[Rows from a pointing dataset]

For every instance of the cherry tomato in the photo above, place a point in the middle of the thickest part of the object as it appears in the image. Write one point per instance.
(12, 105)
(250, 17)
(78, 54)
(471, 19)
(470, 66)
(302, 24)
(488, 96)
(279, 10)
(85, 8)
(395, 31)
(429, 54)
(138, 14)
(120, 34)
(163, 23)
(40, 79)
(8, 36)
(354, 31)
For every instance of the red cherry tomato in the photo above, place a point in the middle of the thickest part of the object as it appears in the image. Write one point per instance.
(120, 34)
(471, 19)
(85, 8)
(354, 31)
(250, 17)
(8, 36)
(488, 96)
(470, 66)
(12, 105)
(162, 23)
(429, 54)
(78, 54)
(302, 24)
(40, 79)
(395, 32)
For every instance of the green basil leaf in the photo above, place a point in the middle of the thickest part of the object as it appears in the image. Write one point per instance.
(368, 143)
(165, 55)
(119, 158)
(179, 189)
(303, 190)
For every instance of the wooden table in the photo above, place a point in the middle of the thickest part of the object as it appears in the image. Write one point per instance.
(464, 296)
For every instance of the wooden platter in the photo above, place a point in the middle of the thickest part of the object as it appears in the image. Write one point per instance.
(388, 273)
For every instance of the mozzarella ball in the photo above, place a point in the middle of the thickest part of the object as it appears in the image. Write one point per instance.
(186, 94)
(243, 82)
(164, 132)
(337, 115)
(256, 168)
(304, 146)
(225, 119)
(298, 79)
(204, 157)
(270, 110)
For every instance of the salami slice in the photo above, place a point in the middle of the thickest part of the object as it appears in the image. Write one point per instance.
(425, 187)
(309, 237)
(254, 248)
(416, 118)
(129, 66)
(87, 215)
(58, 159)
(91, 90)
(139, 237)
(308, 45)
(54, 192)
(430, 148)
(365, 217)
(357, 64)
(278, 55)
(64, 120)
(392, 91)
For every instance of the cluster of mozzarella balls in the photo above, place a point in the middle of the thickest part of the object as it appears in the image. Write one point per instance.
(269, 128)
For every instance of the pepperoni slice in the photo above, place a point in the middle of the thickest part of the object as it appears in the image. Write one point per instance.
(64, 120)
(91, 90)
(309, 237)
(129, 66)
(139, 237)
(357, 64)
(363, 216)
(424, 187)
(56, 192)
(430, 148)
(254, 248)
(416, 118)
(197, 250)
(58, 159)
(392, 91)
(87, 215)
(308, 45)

• Work to do: Can you render the lines as a Markdown table with the columns "No." and "Line", starting at the line that contains "For every instance of the cluster" and ending at the last line? Omit any blank lines.

• Answer to the problem:
| No. | Line |
|---|---|
| 1 | For every instance of the cluster of mozzarella balls in the photo above, place a point in the middle of the thickest part of the object as it appears in the image. Write one point per instance. |
| 2 | (269, 128) |
| 3 | For every instance of the pepperoni slice in the photo above, place a point in the middle of the thickest part of the object as it appears in the image. Write one point per instance. |
| 4 | (64, 120) |
| 5 | (91, 90) |
| 6 | (309, 237) |
| 7 | (129, 66) |
| 8 | (139, 237) |
| 9 | (357, 64) |
| 10 | (363, 216) |
| 11 | (424, 187) |
| 12 | (56, 192) |
| 13 | (430, 148) |
| 14 | (254, 248) |
| 15 | (416, 118) |
| 16 | (197, 250) |
| 17 | (58, 159) |
| 18 | (392, 91) |
| 19 | (87, 215) |
| 20 | (308, 45) |